The supporters of the railway proposal then appealed to the Judicial Committee of the Privy Council, at that time the court of last resort for Canada within the British Empire. (The Supreme Court of Canada had not yet been created.) Judah P. Benjamin, Q.C. (former Attorney General of the Confederate States of America) and William Grantham acted for the appellants. Edward Fry, Q.C., and Mr Bompas acted for the respondents.

On March 5, 1875, the Judicial Committee allowed the appeal, ruling that the New Brunswick Act was within provincial authority. Sir James W. Colvile wrote the decision for the Committee. He held that the provincial Act did not relate to inter-provincial railways, a subject matter reserved to the federal Parliament by s. 91(29) and 92(10) of the Constitution Act, 1867. It was true that the railway company itself had been incorporated by an Act of the New Brunswick Legislature, shortly before the Constitution Act, 1867 came into force. However, the taxation statute in issue in the appeal did not relate to the construction of the railway, nor did it any way affect the corporate structure of the railway company. It simply enabled the majority of the inhabitants of the parish of St. Stephen to raise a subsidy for the railway by local taxation.

The Committee also rejected a second argument, namely that the taxation powers of the province were restricted to general powers to tax throughout the province and could not be used to authorise taxes for a local municipal purpose. The Province's taxation powers under s. 92(2) of the Constitution Act, 1867 are not so limited. Alternatively, even if the tax did not fall within s. 92(2), it would clearly be a law of a local or private nature within the meaning of s. 92(16) of the Constitution Act, 1867, and therefore within provincial authority on that basis.

########################################

[Task requirements] Repeat the stretch of the passage on the railway tax appeal from "The Committee also" through "on that basis.", word for word. The data that comes next is separate material and has nothing to do with the passage on the railway tax appeal.

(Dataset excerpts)
########################################

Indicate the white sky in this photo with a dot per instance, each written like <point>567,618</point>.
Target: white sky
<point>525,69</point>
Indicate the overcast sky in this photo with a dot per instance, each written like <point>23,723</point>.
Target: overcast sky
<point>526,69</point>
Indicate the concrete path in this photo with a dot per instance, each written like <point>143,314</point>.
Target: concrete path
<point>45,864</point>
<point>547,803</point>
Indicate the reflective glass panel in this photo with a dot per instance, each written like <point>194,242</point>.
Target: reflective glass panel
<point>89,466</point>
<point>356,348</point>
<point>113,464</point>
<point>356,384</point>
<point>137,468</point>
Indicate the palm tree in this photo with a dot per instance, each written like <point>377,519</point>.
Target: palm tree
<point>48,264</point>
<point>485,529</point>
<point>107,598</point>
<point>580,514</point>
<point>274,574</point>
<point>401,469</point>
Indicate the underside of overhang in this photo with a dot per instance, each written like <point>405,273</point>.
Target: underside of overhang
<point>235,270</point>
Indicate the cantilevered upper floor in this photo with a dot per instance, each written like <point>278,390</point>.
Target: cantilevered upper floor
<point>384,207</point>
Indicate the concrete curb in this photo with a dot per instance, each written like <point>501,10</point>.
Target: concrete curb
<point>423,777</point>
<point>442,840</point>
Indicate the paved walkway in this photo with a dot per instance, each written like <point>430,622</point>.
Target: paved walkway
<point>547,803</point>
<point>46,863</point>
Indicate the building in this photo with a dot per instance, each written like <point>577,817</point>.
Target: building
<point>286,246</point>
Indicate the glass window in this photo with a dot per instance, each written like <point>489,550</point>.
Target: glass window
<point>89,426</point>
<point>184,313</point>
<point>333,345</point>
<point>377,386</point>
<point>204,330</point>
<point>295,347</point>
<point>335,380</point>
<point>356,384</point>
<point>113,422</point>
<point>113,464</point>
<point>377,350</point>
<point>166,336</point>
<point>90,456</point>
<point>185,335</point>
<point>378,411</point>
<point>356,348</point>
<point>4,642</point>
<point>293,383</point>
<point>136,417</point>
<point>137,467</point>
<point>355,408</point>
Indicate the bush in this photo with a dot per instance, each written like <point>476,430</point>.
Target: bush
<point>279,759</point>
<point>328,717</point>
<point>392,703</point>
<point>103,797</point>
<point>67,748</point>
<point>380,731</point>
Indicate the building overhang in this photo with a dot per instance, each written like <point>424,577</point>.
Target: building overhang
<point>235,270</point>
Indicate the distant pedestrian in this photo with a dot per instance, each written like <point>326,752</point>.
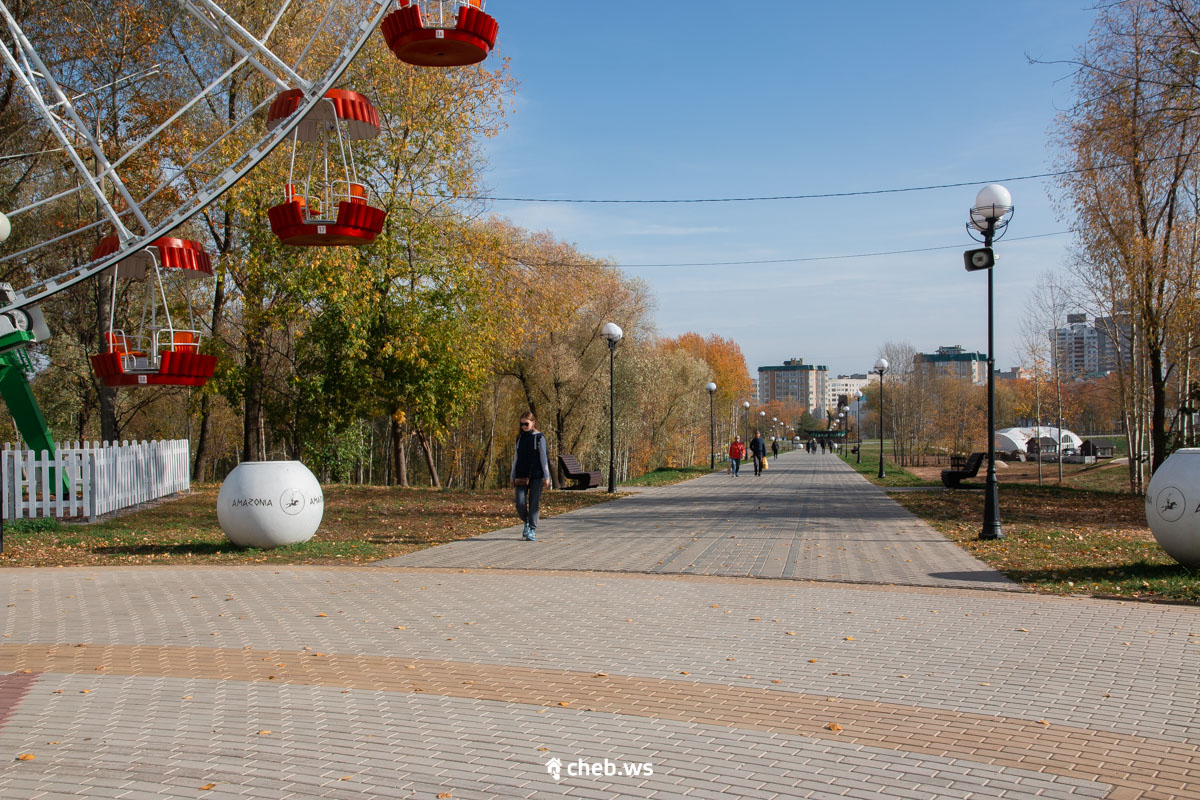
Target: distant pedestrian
<point>529,474</point>
<point>757,451</point>
<point>737,452</point>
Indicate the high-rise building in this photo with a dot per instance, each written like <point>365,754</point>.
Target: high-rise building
<point>846,386</point>
<point>1081,348</point>
<point>796,382</point>
<point>953,362</point>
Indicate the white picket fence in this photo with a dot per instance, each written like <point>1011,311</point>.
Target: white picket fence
<point>90,479</point>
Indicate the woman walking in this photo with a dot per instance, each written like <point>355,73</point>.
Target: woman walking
<point>757,451</point>
<point>737,452</point>
<point>529,474</point>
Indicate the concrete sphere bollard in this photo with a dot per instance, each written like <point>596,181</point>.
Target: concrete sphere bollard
<point>1173,506</point>
<point>269,504</point>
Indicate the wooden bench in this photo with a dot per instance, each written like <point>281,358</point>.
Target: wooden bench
<point>952,477</point>
<point>570,467</point>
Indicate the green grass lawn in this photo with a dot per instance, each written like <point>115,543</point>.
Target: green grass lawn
<point>1062,540</point>
<point>870,465</point>
<point>666,475</point>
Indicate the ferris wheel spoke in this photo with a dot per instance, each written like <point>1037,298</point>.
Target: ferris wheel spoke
<point>195,179</point>
<point>214,16</point>
<point>31,68</point>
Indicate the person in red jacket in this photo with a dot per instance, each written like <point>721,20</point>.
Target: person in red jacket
<point>737,452</point>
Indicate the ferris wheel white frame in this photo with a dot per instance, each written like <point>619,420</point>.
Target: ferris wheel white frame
<point>66,125</point>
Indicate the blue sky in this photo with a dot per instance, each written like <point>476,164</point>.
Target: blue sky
<point>719,100</point>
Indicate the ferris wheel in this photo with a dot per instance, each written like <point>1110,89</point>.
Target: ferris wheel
<point>193,152</point>
<point>102,192</point>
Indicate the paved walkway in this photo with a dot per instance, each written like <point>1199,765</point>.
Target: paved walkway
<point>473,669</point>
<point>808,517</point>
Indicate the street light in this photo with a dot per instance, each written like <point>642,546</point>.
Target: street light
<point>712,427</point>
<point>989,218</point>
<point>858,415</point>
<point>612,332</point>
<point>881,366</point>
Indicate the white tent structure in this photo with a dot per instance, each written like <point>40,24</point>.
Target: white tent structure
<point>1018,439</point>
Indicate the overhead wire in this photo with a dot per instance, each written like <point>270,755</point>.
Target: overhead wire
<point>774,260</point>
<point>816,196</point>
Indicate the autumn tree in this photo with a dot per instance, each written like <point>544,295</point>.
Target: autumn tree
<point>1129,185</point>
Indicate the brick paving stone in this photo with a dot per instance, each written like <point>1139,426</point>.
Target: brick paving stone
<point>810,517</point>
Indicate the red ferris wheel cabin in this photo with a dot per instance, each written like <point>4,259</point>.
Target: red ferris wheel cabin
<point>154,350</point>
<point>324,208</point>
<point>441,32</point>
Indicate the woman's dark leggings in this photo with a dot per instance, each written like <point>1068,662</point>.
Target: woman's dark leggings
<point>528,500</point>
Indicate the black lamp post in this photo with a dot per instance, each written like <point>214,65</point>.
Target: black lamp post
<point>881,366</point>
<point>858,419</point>
<point>612,332</point>
<point>989,220</point>
<point>712,426</point>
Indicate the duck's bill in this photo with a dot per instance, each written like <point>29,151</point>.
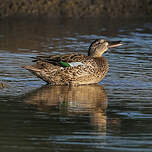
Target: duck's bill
<point>114,44</point>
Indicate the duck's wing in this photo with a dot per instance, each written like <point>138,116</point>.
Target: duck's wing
<point>62,60</point>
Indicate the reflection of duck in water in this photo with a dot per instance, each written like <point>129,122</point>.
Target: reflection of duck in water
<point>75,100</point>
<point>74,68</point>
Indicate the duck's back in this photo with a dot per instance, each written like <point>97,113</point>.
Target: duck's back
<point>49,68</point>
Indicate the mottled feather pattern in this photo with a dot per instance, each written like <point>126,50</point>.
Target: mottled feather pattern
<point>74,69</point>
<point>93,70</point>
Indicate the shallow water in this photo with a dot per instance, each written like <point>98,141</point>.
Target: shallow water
<point>114,115</point>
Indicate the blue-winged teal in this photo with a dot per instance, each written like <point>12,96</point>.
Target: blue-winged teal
<point>74,69</point>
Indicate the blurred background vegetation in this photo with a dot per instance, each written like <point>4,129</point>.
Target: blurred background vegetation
<point>76,8</point>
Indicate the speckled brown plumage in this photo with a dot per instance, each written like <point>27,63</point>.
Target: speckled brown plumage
<point>93,70</point>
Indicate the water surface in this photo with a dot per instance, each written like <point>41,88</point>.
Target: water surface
<point>114,115</point>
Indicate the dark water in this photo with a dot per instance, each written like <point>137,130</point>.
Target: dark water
<point>112,116</point>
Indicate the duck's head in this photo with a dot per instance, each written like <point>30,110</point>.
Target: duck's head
<point>99,46</point>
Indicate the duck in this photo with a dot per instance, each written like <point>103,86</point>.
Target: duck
<point>75,68</point>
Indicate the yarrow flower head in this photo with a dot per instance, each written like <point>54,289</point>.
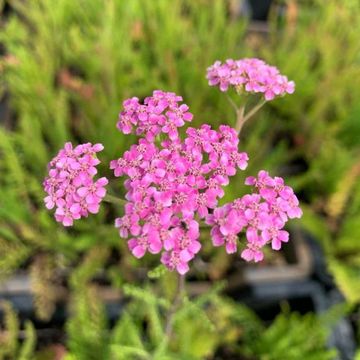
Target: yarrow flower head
<point>172,185</point>
<point>261,215</point>
<point>71,186</point>
<point>159,113</point>
<point>250,75</point>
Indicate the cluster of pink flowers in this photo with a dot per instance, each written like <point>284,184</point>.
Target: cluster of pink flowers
<point>172,185</point>
<point>250,75</point>
<point>70,186</point>
<point>160,113</point>
<point>262,215</point>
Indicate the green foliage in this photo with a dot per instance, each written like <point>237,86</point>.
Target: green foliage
<point>305,340</point>
<point>10,347</point>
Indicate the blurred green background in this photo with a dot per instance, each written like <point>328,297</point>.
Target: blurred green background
<point>66,66</point>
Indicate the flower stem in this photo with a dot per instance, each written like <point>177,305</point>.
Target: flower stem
<point>114,200</point>
<point>242,118</point>
<point>232,103</point>
<point>176,304</point>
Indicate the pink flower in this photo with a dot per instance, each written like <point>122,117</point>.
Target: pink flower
<point>250,75</point>
<point>70,184</point>
<point>171,184</point>
<point>262,215</point>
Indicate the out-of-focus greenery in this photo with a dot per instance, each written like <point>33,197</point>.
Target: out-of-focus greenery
<point>210,327</point>
<point>319,49</point>
<point>68,66</point>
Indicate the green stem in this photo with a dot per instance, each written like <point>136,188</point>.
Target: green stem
<point>241,119</point>
<point>232,103</point>
<point>114,200</point>
<point>176,304</point>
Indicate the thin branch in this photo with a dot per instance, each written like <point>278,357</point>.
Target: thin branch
<point>232,103</point>
<point>254,110</point>
<point>176,304</point>
<point>114,200</point>
<point>240,119</point>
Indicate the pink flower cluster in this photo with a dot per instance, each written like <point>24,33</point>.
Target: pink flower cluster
<point>170,186</point>
<point>160,113</point>
<point>250,75</point>
<point>70,185</point>
<point>262,215</point>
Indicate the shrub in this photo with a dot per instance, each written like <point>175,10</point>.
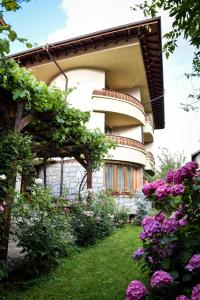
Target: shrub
<point>95,218</point>
<point>171,240</point>
<point>141,209</point>
<point>44,231</point>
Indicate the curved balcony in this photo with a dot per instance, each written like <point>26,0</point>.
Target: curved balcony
<point>150,163</point>
<point>121,109</point>
<point>128,150</point>
<point>148,130</point>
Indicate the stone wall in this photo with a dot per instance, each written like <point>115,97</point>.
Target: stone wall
<point>73,173</point>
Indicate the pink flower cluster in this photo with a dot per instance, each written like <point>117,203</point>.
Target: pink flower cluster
<point>173,184</point>
<point>159,224</point>
<point>196,292</point>
<point>160,278</point>
<point>194,263</point>
<point>182,297</point>
<point>135,291</point>
<point>138,253</point>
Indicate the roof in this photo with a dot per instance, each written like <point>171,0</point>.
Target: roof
<point>195,154</point>
<point>149,34</point>
<point>2,22</point>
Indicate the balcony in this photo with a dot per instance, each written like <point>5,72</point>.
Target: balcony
<point>148,130</point>
<point>150,163</point>
<point>128,150</point>
<point>121,109</point>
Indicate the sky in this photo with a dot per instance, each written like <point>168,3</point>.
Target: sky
<point>42,21</point>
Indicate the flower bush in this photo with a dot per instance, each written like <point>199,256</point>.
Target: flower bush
<point>171,240</point>
<point>43,230</point>
<point>95,217</point>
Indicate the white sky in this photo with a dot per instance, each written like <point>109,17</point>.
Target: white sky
<point>182,131</point>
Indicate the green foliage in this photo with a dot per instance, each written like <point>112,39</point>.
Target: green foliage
<point>7,34</point>
<point>141,210</point>
<point>186,19</point>
<point>43,230</point>
<point>171,243</point>
<point>168,161</point>
<point>96,218</point>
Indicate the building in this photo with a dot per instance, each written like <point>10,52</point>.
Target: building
<point>118,77</point>
<point>196,156</point>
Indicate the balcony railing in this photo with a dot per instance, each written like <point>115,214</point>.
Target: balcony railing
<point>119,96</point>
<point>149,119</point>
<point>150,156</point>
<point>127,142</point>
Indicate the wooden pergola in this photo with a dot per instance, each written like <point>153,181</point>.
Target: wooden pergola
<point>15,117</point>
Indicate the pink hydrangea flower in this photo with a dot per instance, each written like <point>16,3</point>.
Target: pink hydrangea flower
<point>150,188</point>
<point>194,263</point>
<point>177,189</point>
<point>136,290</point>
<point>196,292</point>
<point>160,278</point>
<point>182,297</point>
<point>160,217</point>
<point>170,176</point>
<point>138,253</point>
<point>192,165</point>
<point>150,228</point>
<point>163,191</point>
<point>169,225</point>
<point>177,214</point>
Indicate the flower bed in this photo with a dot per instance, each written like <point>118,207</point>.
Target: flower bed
<point>171,240</point>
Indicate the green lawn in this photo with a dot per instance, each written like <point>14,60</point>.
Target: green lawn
<point>96,273</point>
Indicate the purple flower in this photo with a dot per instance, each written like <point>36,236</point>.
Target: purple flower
<point>135,291</point>
<point>146,220</point>
<point>160,278</point>
<point>177,215</point>
<point>150,188</point>
<point>177,189</point>
<point>160,217</point>
<point>169,249</point>
<point>150,228</point>
<point>192,165</point>
<point>182,222</point>
<point>163,191</point>
<point>194,263</point>
<point>170,176</point>
<point>178,176</point>
<point>196,292</point>
<point>138,253</point>
<point>169,225</point>
<point>182,297</point>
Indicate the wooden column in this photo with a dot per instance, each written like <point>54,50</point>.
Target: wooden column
<point>89,174</point>
<point>45,172</point>
<point>61,176</point>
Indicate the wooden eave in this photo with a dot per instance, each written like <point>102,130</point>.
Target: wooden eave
<point>149,34</point>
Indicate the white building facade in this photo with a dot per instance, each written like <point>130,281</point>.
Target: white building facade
<point>116,75</point>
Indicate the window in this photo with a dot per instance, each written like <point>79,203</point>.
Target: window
<point>122,178</point>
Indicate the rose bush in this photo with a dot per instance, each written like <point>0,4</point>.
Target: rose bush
<point>171,239</point>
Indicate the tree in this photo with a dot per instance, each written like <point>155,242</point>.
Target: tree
<point>186,23</point>
<point>7,34</point>
<point>168,161</point>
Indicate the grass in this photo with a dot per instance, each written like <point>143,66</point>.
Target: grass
<point>101,272</point>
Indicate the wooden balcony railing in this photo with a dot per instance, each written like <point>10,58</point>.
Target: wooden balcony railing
<point>150,156</point>
<point>119,96</point>
<point>127,141</point>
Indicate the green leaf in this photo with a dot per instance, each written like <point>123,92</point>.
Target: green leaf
<point>187,277</point>
<point>29,45</point>
<point>174,274</point>
<point>12,35</point>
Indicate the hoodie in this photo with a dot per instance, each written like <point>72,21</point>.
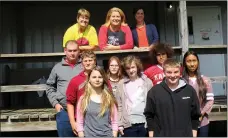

########################################

[Solution below]
The Committee also rejected a second argument, namely that the taxation powers of the province were restricted to general powers to tax throughout the province and could not be used to authorise taxes for a local municipal purpose. The Province's taxation powers under s. 92(2) of the Constitution Act, 1867 are not so limited. Alternatively, even if the tax did not fall within s. 92(2), it would clearly be a law of a local or private nature within the meaning of s. 92(16) of the Constitution Act, 1867, and therefore within provincial authority on that basis.